DATASET ENTRIES
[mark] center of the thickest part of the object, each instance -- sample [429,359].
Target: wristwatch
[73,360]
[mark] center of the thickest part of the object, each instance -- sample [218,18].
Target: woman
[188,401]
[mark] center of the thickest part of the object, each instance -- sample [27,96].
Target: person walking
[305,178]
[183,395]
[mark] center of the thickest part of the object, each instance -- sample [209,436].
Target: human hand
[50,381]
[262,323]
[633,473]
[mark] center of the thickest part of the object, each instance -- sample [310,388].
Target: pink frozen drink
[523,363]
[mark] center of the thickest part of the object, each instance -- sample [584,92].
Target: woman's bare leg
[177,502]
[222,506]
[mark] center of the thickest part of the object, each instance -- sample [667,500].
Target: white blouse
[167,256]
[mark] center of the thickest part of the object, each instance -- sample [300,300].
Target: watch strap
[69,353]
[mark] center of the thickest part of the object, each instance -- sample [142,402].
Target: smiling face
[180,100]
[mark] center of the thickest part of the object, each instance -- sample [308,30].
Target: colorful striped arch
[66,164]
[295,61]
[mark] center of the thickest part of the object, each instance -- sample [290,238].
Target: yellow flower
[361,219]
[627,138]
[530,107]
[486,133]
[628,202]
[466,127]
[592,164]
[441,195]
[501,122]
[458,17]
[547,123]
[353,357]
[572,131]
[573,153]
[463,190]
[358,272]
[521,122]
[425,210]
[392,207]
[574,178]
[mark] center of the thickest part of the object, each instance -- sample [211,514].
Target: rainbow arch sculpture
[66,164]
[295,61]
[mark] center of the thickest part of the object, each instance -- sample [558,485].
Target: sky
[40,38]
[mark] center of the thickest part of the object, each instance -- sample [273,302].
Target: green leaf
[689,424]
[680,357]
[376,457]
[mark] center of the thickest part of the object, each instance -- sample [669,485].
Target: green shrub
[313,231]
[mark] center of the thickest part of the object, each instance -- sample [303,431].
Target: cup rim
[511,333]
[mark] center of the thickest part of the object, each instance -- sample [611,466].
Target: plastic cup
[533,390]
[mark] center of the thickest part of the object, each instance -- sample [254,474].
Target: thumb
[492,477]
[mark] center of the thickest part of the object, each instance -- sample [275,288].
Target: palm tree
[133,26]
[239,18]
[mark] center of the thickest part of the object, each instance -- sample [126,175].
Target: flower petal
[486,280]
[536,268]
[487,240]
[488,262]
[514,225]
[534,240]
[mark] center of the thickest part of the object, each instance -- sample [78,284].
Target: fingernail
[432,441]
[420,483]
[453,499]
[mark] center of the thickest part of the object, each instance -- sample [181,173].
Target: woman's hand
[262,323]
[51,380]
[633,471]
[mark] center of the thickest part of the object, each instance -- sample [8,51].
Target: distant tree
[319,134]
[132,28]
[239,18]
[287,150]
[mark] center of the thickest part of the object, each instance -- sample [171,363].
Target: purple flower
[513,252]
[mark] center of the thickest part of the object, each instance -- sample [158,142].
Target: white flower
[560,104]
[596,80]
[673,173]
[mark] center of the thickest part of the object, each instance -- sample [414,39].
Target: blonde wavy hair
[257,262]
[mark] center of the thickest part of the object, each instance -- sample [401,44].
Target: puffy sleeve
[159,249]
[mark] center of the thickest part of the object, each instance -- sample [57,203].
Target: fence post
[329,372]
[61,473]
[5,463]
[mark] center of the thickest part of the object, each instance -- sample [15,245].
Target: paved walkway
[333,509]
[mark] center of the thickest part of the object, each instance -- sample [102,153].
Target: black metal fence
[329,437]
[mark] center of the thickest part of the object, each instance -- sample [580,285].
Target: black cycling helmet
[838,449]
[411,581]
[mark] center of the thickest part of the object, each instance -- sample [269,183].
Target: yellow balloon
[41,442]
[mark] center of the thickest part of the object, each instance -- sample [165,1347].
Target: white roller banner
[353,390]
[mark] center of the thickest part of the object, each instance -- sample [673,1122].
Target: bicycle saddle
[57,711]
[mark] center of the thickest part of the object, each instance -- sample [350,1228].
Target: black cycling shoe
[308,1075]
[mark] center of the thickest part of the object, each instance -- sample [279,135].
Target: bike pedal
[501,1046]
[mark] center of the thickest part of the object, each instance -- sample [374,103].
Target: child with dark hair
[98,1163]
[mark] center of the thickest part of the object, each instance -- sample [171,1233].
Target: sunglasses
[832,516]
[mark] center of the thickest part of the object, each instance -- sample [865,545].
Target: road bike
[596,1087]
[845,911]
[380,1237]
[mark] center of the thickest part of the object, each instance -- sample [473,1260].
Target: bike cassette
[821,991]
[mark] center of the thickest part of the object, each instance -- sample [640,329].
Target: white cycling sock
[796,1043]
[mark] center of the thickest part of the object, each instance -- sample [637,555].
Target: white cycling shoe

REQUIRED WORK
Return all of the above records exactly, leaving no line out.

SOLUTION FOR THIS PROBLEM
[mark] center of the thickest part of the object, each instance -- sample [429,359].
Target: wristwatch
[73,360]
[mark] center of the thickest part of the object, each instance -- sample [218,18].
Target: woman
[188,401]
[mark] center of the thickest part of the object, each instance -- sample [27,96].
Target: person walking
[305,178]
[183,395]
[mark] center of the thickest part of the object, each instance -- sample [209,436].
Target: human hand
[50,381]
[262,323]
[633,473]
[mark] center of the thickest part of the object, each instance -- sample [310,388].
Target: pink frozen drink
[523,363]
[mark] center of the thickest part of the object, each instance -- sample [584,92].
Target: woman's bare leg
[177,502]
[222,506]
[mark] center of the thickest part of the object, each instance -- sample [667,500].
Target: white blouse
[167,256]
[mark] center of the thickest part of the object, each instance -- sample [300,300].
Target: watch strap
[69,353]
[mark] center of the thickest part of the object, each instance -- sample [142,402].
Target: smiling face
[180,100]
[mark] center of the thickest part of the object, each instance -- sample [308,30].
Target: colorful striped arch
[66,164]
[295,61]
[mark] center of the thickest part of the object, each instance -- sample [290,238].
Target: yellow flower
[361,219]
[627,138]
[530,107]
[486,133]
[628,202]
[466,127]
[592,164]
[441,195]
[501,122]
[458,17]
[547,123]
[353,357]
[572,131]
[573,153]
[463,190]
[358,272]
[521,122]
[425,210]
[392,207]
[574,178]
[mark] center of the thickest part of the object, each instance -- sample [211,514].
Target: rainbow arch sculpture
[66,164]
[295,61]
[mark] center of the thickest part of the object, each instance -- sample [558,485].
Target: sky
[40,38]
[mark] center of the thickest part of the object, each instance -- sample [273,302].
Target: green leaf
[689,424]
[680,357]
[376,457]
[mark] center of the thickest part of the object, each instance -- sample [669,485].
Target: green shrub
[313,231]
[mark] center of the thickest part of the object, each instance -- sample [303,431].
Target: cup rim
[511,333]
[mark] center of the thickest part of the object, each instance -- sample [611,466].
Target: plastic cup
[533,390]
[mark] center of the thickest part of the object, each instance -- sample [254,474].
Target: thumb
[492,477]
[mark] center of the thickest part of the object, each instance -- sample [275,288].
Target: palm tree
[133,26]
[239,18]
[mark] center of the thickest part of the object, each instance -- sample [126,175].
Target: flower petal
[486,280]
[536,268]
[487,240]
[488,262]
[514,225]
[534,240]
[mark] center of the thickest part of the object, each instance -- sample [78,284].
Target: fingernail
[432,441]
[420,483]
[453,499]
[mark] center of the thickest part of the object, each instance -- sample [181,173].
Target: woman's hand
[262,323]
[51,380]
[633,471]
[mark] center of the thickest part of the object, each instance -- sample [8,51].
Target: distant tree
[319,134]
[132,28]
[239,18]
[287,150]
[mark] center of the thickest part of the object, each instance -- sample [171,363].
Target: purple flower
[513,252]
[mark] center of the thickest part of the object, each instance -- sample [158,142].
Target: white flower
[560,104]
[596,80]
[673,173]
[mark] center of the thickest part of the object, each instance -- sample [414,39].
Target: blonde wavy hair
[257,262]
[mark] center of the thickest part of the object, each instance -- sample [401,44].
Target: puffy sleeve
[159,249]
[mark] center of the thickest part of the object, each instance -- sample [57,203].
Target: fence post
[329,372]
[61,473]
[5,463]
[mark] center of the thickest part of the object, each instance -- sample [15,245].
Target: paved walkway
[333,509]
[mark] center of the thickest part of the object, each instance -- sample [102,153].
Target: black metal fence
[329,437]
[mark] center of the thickest part of the object, each instance -- sample [580,285].
Target: black cycling helmet
[838,449]
[411,581]
[mark] center of the thickest part of the object, each instance -- sample [269,183].
Target: yellow balloon
[41,442]
[mark] center of the thickest part of the object, each instance -- sample [165,1347].
Target: white roller banner
[353,390]
[mark] center of the thickest part of the object, each instance -- sample [673,1122].
Target: bicycle saddle
[57,711]
[mark] center of the thickest part of the object, each instance -- sample [350,1228].
Target: black cycling shoe
[308,1075]
[mark] center of the thickest part of the object, each instance -- sample [279,135].
Target: bike pedal
[501,1046]
[mark] center of the thickest part of the object, each instance -- sample [374,103].
Target: child with dark hair
[98,1163]
[mark] center of the thickest part of the object, each instance -- sample [171,1233].
Target: sunglasses
[832,516]
[mark] center of the thickest part of the object, each instance -- sample [865,545].
Target: road bike
[596,1087]
[845,911]
[380,1237]
[mark] center of the thickest part of the object, each instance -- sample [473,1260].
Target: bike cassette
[821,991]
[mark] center of the thickest part of the object, each instance -- sample [640,329].
Target: white cycling sock
[796,1043]
[mark] center of the thickest part of the object, each instance -- sample [637,555].
Target: white cycling shoe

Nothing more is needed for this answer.